-- Start of ENTRIES SUPPLIED --
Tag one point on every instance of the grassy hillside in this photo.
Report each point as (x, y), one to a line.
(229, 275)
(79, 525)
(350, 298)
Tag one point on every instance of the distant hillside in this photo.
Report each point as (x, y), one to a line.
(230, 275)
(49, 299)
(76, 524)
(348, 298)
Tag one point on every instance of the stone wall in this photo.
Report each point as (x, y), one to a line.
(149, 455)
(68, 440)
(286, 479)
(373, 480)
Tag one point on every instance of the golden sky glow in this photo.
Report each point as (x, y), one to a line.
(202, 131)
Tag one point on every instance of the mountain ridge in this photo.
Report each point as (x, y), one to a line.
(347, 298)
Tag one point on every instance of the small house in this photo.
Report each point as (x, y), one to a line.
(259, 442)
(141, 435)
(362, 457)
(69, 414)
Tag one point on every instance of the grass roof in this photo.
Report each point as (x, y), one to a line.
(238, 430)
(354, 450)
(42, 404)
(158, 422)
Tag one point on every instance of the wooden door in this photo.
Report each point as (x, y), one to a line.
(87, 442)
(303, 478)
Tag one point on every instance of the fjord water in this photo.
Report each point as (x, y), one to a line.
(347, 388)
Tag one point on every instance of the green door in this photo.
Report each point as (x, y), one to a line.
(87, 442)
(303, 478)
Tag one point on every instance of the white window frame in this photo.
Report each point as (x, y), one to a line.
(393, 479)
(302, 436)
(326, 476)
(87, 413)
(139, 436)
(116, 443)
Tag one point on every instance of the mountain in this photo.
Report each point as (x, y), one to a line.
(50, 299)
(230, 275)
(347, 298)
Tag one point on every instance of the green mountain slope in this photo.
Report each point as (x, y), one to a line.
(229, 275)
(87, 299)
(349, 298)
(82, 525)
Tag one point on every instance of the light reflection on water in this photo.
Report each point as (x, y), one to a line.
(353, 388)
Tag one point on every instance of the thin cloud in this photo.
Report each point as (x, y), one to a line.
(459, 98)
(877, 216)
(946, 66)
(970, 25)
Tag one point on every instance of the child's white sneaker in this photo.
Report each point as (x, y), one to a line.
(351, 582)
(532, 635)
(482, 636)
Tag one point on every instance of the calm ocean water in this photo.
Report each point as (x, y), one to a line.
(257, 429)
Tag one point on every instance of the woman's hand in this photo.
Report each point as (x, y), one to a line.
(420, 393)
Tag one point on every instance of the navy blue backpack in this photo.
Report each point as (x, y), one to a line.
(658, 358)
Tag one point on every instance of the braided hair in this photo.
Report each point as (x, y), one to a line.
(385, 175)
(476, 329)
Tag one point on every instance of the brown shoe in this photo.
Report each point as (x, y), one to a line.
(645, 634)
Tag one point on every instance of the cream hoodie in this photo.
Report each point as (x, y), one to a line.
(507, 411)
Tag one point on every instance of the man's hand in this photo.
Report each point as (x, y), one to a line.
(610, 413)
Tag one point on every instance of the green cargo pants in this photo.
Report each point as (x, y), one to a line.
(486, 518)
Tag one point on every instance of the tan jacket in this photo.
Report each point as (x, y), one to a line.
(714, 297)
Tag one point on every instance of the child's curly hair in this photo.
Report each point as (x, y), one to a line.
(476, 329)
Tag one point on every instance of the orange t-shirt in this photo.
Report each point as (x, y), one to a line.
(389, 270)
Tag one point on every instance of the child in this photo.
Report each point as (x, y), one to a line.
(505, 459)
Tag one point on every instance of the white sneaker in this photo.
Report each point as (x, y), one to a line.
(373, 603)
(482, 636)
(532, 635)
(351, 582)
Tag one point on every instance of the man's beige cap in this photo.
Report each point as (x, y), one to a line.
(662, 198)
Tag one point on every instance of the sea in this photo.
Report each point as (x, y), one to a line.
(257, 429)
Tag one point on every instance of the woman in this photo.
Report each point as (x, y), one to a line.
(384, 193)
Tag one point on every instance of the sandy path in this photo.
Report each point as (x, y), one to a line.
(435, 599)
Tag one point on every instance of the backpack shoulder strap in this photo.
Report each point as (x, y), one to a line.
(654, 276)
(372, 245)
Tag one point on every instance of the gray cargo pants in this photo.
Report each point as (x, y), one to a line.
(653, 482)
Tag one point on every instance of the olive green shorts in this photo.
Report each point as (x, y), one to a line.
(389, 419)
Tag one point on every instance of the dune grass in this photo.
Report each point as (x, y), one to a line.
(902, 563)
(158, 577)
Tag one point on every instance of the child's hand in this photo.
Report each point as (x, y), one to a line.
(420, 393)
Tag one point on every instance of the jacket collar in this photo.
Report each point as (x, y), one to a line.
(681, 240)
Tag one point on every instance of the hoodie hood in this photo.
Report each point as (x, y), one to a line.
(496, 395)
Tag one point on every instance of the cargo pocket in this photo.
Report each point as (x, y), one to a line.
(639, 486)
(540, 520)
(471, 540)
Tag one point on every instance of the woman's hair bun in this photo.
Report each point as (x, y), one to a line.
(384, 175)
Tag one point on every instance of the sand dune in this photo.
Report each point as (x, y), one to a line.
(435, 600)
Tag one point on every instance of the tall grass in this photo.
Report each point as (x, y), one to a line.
-- End of ENTRIES SUPPLIED --
■ TASK STATEMENT
Repeat the whole listing exactly, keeping every line intact.

■ RESPONSE TO THIS EXERCISE
Tag one point on every instance of the grassy hillside in this photo.
Report each point as (x, y), one to a line.
(229, 275)
(79, 525)
(350, 298)
Tag one point on every instance of the distant hillside in this photo.
Report each point as (x, y), one to a line.
(230, 275)
(49, 299)
(76, 524)
(348, 298)
Tag one point on every instance of the stone wall in this photo.
Report each point as (x, y), one to a line.
(149, 455)
(68, 440)
(286, 479)
(373, 480)
Tag one point on every instance of the golden sky glow in this photo.
Report each point as (x, y), one to a line.
(202, 131)
Tag one point on every instance of the mountain ridge in this photo.
Report each point as (x, y), one to a line.
(347, 298)
Tag one point on every instance of the small house in this photo.
Report each point as (x, y), one to a line.
(259, 442)
(141, 435)
(362, 457)
(69, 414)
Tag one point on every instance of the grass roof in this photo.
Report each point as (x, y), one to a line.
(238, 430)
(354, 450)
(42, 404)
(158, 422)
Tag one point on every instance of the wooden door in this photo.
Report each point as (x, y), one to a line.
(87, 442)
(303, 478)
Tag one point on every instance of the fjord water in this photo.
Report each point as (x, y), one to a line.
(347, 388)
Tag one point on every instance of the green door in this photo.
Report each point as (x, y), one to a line.
(87, 442)
(303, 478)
Tag one point on every instance of the white window frame in this photo.
Report each point as (x, y), one to a line.
(393, 479)
(302, 436)
(326, 476)
(87, 413)
(139, 436)
(116, 443)
Tag one point on every instance of the mountain in this photo.
Report each point as (x, y), one to a line.
(50, 299)
(230, 275)
(347, 298)
Tag one point on every instance of the green mountain slope in this photo.
Report each point as (x, y), one to a line.
(229, 275)
(87, 299)
(349, 298)
(82, 525)
Tag one point on every instance of the light reflection on water in this photo.
Report each point as (x, y), one to a line.
(353, 388)
Tag one point on every instance of the thin cloud in this photo.
Report each point as (x, y), one to a line.
(459, 98)
(877, 216)
(946, 66)
(970, 25)
Tag one point on every instance of the child's white sneaker in this photo.
Report each point as (x, y), one to a line.
(351, 582)
(532, 635)
(482, 636)
Tag one point on every instance of the calm ocean water in this photo.
Report each point as (x, y), one to a line.
(257, 429)
Tag one point on every instance of the woman's hand in this photo.
Report each point as (x, y), one to a line.
(420, 393)
Tag one point on every instance of the navy blue backpack in this photo.
Report each point as (x, y), one to a line.
(658, 358)
Tag one point on every instance of the braided hair in this photo.
Report each point as (x, y), one to a line.
(385, 175)
(476, 329)
Tag one point on every instance of the brown shoe in this photo.
Report each point as (x, y), one to a line.
(645, 634)
Tag one point on every instance of the cream hoodie in this photo.
Report each point as (x, y), one to a line.
(507, 411)
Tag one point on every instance of the man's hand in this photo.
Report each point as (x, y), one to a line.
(610, 413)
Tag one point on every instance of the green cargo pants in this photo.
Report each point as (x, y), one to a line.
(486, 518)
Tag one point on every instance of the tan jacket in this photo.
Report each point as (x, y), one to a line.
(714, 297)
Tag one point on every instance of the child's curly hair in this photo.
Report each point as (x, y), one to a line.
(476, 329)
Tag one point on every instance of the orange t-shirt in this photo.
Report each point as (x, y), one to a line.
(389, 270)
Tag one point on every instance of the child in this photo.
Report each point as (x, y), one to a line.
(505, 459)
Tag one point on every instance of the white sneaker in this photo.
Report each point as (x, y), one to a line.
(373, 603)
(482, 636)
(532, 635)
(351, 582)
Tag one point on every instance of the man's beige cap in this photo.
Report each point as (x, y), one to a line.
(662, 198)
Tag one point on every instance of the sea in this photo.
Report each point as (x, y), one to a line.
(257, 429)
Tag one point on every instance of the woman in this photo.
Report each point as (x, y), one to a line.
(384, 193)
Tag one point on every instance of the sandy path in this photo.
Report each point as (x, y), one to a line.
(435, 599)
Tag one point on every instance of the backpack shoulder strap in this photo.
Report each point as (x, y), one to a line.
(654, 276)
(372, 245)
Tag one point on every instance of the gray cargo pants in this photo.
Report each point as (x, y), one to a line.
(653, 482)
Tag one point on every instance of the olive green shorts in this photo.
Report each point as (x, y), one to a line.
(389, 419)
Tag one point on every instance of the dune grass in this photo.
Report each point as (x, y), one to a line.
(902, 563)
(158, 577)
Tag one point on every instance of the child's hand in this photo.
Report each point as (x, y), one to a line.
(420, 393)
Tag one point on every instance of the jacket collar in this photo.
Report each point as (x, y), one to a line.
(681, 240)
Tag one point on every instance of the hoodie hood in this photo.
Report each point as (x, y), one to a line.
(496, 395)
Tag one point on every instance of the cargo pocket in this photo.
Report each point as (x, y), one to a line.
(639, 486)
(540, 520)
(471, 540)
Tag one point on every instance of the woman's hair bun in this photo.
Report each point as (x, y), one to a line.
(384, 175)
Tag one point on every instance of the sand dune in this photo.
Report each point as (x, y), one to a line.
(435, 600)
Tag one point on every instance of the tall grass in this photo.
Report each point as (x, y), one to a line.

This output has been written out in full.